What is being asked -> Would you go through the records below and copy each line with the string "flour"?

Referring expression data

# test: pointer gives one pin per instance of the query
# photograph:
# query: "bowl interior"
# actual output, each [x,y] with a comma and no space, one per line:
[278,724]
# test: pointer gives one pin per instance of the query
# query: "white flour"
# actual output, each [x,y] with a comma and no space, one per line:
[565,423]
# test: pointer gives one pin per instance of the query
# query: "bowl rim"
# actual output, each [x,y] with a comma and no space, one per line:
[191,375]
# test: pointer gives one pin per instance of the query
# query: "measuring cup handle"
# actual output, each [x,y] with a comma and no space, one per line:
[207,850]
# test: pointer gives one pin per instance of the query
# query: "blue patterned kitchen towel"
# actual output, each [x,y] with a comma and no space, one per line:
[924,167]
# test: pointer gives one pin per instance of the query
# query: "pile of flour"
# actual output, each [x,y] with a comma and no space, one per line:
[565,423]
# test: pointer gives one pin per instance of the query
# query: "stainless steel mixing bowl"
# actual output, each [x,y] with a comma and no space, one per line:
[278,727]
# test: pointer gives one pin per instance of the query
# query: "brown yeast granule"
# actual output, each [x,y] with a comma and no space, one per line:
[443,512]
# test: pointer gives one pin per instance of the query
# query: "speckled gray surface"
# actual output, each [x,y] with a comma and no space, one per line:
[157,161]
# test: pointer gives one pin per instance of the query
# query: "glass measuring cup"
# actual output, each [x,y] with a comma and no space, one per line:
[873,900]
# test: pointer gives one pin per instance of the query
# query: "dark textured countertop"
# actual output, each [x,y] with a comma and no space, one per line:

Answer to the problem ->
# query: "white flour"
# query: "pile of flour"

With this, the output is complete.